- 練習問題 -
(1) 本文抜粋のうち、「今回アップしたのは、『トロツ」で始まり「No.34, Май 1933.」まで続く部分を、「英語版」を「英訳版」に置き換えて書き直してください。
(2) 本文抜粋によると、英語版から訳出されたものはどの書籍に収録されていましたか。
(3) 本文抜粋で、「再生」という古いスローガンを維持する立場から発言している者として挙げられている同志を、すべて書き出してください。

- 本文抜粋 -
========
【解説】トロツキーが提起したドイツにおける新しい党の建設という路線は、国際左翼反対派内部で激しい論争を巻き起こした。トロツキーはそれらの反対論を一つ一つ取り上げ、それが古い情勢に立脚した誤った議論であることを明らかにしていっている。
今回アップしたのは、『トロツキー著作集 1932-33』下(柘植書房)に英語版から訳出されたものを、『反対派ブレティン』掲載のロシア語原文にもとづいて修正したものである。
Л.Троцкий, Крушение германской компартии и задачи оппозиции, Бюллетень Оппозиции, No.34, Май 1933.
Translated by the Trotsky Institute of Japan
ドイツ共産主義の運命の問題が、現在、わが各国支部すべての関心の中心を占めている。ここから判断しうるかぎりでは、同志たちの大多数は、ドイツにおける共産主義の問題を新しい党の問題と考える方に傾いている。しかし、若干の同志たちは、問題のこのような定式の仕方は誤りだと考え、レーニン主義的路線にもとづいた党の「再生」という古いスローガンを維持するべきだと主張する人たちもいる。こうした立場で発言しているのは、たとえば、スペインの2人の同志、グループ全体を代表して発言するドイツの2人の同志、そして1人のロシア人同志である。彼らの反対論が反対派内のかなりの部分の気分を反映しているのは間違いない。あのような重大な転換がわれわれのあいだにさまざまな色合いの意見の相違と対立を生み出さなかったとすれば、それこそ不自然というべきであろう。こうして生まれた意見の対立を事実に即して同志的に討論できないとすれば、われわれは左翼反対派の名に値しない。このような討論は、もっぱら反対派のさらなる成長と内部民主主義の強化に役立つだけである。
反対論の核心そのものについていえば、心理的には理解できるものの、同意はできない。先に挙げた同志たちの誤りは、今日の事実にではなく、昨日の定式にもとづいている点にある。新しい事態の光に照らして定式を訂正し取り替えることができなければならない。
========
コレクションに保存された項目

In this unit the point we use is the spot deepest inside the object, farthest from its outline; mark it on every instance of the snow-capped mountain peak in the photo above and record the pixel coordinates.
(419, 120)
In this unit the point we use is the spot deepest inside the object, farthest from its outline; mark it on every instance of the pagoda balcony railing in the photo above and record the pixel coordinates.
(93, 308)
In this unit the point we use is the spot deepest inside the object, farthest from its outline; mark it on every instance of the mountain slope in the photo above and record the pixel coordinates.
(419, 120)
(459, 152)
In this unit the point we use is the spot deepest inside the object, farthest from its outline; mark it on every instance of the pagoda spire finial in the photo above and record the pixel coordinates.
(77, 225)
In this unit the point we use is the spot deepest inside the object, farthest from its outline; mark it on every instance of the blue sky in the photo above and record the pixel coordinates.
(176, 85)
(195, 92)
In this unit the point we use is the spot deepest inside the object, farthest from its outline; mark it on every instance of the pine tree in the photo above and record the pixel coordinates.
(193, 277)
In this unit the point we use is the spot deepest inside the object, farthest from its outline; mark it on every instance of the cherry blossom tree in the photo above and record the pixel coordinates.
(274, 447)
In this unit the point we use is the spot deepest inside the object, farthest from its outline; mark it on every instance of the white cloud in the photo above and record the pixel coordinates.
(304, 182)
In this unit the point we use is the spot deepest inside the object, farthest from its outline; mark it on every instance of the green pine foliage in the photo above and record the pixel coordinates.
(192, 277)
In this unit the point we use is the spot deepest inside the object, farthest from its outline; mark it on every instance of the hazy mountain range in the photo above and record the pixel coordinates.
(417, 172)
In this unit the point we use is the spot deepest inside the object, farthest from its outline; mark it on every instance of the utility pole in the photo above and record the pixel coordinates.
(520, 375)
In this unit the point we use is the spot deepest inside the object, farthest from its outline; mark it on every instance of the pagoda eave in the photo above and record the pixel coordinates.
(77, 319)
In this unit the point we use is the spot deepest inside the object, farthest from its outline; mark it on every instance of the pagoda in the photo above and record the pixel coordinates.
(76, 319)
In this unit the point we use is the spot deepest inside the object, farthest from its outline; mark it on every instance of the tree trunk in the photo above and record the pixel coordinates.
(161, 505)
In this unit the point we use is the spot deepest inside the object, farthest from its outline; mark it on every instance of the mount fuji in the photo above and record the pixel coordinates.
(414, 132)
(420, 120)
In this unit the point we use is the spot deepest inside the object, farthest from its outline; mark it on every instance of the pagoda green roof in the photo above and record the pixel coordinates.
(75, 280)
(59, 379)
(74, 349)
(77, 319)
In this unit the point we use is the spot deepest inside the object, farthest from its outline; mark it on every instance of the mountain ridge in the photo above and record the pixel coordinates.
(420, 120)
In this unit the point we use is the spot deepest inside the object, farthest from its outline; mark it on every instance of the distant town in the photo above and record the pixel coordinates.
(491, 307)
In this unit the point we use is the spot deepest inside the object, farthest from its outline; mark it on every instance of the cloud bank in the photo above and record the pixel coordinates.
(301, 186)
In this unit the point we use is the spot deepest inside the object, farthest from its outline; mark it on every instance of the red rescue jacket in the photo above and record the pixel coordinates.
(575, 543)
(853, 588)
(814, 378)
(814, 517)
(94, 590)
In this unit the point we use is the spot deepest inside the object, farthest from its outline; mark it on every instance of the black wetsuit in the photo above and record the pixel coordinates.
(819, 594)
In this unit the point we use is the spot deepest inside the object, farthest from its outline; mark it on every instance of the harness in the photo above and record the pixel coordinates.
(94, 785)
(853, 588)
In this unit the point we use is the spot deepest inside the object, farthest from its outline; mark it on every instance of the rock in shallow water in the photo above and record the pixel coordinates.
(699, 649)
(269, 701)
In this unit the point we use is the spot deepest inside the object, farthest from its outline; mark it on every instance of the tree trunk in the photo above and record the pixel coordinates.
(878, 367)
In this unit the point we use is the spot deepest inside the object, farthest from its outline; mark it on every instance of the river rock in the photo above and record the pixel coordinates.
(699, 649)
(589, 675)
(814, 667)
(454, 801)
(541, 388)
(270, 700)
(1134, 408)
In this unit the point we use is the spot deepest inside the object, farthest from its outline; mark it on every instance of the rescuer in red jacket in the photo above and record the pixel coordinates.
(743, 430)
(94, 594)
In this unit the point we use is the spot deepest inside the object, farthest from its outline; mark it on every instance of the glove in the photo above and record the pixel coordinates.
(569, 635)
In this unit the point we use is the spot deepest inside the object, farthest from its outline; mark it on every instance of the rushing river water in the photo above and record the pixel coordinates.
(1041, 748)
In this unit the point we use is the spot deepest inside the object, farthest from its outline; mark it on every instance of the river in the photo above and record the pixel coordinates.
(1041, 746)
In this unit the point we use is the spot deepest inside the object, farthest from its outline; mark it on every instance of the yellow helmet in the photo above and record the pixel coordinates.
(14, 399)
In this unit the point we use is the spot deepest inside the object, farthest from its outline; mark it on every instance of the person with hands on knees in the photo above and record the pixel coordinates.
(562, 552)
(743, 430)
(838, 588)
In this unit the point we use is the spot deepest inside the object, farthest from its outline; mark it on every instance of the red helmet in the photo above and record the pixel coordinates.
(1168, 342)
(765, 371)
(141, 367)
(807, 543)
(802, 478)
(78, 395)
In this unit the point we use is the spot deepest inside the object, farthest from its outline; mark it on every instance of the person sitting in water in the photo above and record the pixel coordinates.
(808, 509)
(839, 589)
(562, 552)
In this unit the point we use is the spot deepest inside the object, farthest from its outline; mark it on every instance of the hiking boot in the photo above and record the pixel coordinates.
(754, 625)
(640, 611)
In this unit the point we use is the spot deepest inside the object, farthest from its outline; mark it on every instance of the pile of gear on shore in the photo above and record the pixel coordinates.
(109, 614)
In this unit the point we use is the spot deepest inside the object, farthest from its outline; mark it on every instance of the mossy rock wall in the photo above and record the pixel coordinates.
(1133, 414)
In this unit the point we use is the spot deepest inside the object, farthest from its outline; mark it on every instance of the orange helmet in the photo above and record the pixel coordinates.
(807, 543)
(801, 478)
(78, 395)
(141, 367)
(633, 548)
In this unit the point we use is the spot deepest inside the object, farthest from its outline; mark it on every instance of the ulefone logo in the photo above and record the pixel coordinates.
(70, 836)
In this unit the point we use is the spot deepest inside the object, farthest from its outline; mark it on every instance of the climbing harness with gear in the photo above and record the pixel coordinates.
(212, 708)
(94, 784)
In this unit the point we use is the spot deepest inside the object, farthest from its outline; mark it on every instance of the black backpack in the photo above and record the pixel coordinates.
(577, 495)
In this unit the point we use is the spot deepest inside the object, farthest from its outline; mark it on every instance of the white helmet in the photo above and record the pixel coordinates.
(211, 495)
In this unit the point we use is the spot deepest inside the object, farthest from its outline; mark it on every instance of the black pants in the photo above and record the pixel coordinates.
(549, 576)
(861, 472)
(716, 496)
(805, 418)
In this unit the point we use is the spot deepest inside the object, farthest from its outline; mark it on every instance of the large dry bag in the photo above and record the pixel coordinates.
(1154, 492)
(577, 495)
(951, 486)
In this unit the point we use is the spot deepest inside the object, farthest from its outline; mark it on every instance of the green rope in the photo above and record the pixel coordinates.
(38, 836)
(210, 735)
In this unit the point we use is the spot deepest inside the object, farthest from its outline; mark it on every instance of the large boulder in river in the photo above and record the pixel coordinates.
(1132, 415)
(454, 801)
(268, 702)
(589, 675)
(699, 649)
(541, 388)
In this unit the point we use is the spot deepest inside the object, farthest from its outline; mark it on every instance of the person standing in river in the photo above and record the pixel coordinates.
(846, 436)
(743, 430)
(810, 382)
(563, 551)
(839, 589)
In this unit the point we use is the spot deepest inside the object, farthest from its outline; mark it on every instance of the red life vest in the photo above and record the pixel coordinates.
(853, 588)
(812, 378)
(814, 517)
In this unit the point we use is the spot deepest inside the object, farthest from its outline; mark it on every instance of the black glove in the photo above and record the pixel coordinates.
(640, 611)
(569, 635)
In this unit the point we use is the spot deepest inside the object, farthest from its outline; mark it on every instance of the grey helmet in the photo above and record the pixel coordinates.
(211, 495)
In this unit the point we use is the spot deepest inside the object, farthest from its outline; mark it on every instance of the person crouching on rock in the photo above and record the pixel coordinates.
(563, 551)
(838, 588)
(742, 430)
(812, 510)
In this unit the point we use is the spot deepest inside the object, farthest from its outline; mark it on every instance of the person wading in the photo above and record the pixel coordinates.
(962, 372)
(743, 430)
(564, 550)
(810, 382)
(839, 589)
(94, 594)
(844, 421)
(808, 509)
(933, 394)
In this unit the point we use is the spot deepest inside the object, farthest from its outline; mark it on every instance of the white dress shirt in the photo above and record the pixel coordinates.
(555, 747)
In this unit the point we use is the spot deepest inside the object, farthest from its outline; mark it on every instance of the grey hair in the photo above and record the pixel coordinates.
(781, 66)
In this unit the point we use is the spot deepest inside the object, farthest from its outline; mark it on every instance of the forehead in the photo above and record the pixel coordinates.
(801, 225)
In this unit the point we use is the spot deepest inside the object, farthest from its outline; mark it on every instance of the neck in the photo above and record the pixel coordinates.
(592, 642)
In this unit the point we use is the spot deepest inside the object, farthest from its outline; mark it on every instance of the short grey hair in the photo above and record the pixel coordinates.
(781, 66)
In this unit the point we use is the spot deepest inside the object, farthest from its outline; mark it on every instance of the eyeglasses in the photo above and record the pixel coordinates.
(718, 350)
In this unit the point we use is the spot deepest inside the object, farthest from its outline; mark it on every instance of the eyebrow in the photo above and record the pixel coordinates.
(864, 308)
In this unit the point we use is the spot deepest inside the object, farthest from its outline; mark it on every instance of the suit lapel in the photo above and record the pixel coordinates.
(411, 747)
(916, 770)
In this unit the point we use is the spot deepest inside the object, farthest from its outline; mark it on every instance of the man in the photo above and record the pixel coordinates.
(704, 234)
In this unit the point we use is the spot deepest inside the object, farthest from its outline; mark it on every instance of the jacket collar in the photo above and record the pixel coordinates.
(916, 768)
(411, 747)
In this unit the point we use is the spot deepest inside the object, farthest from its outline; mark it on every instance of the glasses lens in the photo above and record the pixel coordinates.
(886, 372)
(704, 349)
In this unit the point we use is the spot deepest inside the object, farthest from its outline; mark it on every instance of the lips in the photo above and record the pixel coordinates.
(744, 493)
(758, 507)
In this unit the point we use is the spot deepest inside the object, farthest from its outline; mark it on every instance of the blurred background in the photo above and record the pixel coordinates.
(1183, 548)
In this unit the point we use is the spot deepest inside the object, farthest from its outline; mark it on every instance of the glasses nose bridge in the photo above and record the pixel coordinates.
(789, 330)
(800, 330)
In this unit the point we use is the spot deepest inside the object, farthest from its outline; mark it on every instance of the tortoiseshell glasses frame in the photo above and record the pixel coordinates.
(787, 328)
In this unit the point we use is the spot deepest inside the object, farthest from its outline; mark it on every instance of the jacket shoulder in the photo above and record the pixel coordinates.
========
- 問題の解答 -
(1)
今回アップしたのは、『トロツキー著作集 1932-33』下(柘植書房)に英訳版から訳出されたものを、『反対派ブレティン』掲載のロシア語原文にもとづいて修正したものである。
Л.Троцкий, Крушение германской компартии и задачи оппозиции, Бюллетень Оппозиции, No.34, Май 1933.

(2) 『トロツキー著作集 1932-33』下(柘植書房)です。

(3)
・スペインの2人の同志
・グループ全体を代表して発言するドイツの2人の同志
・1人のロシア人同志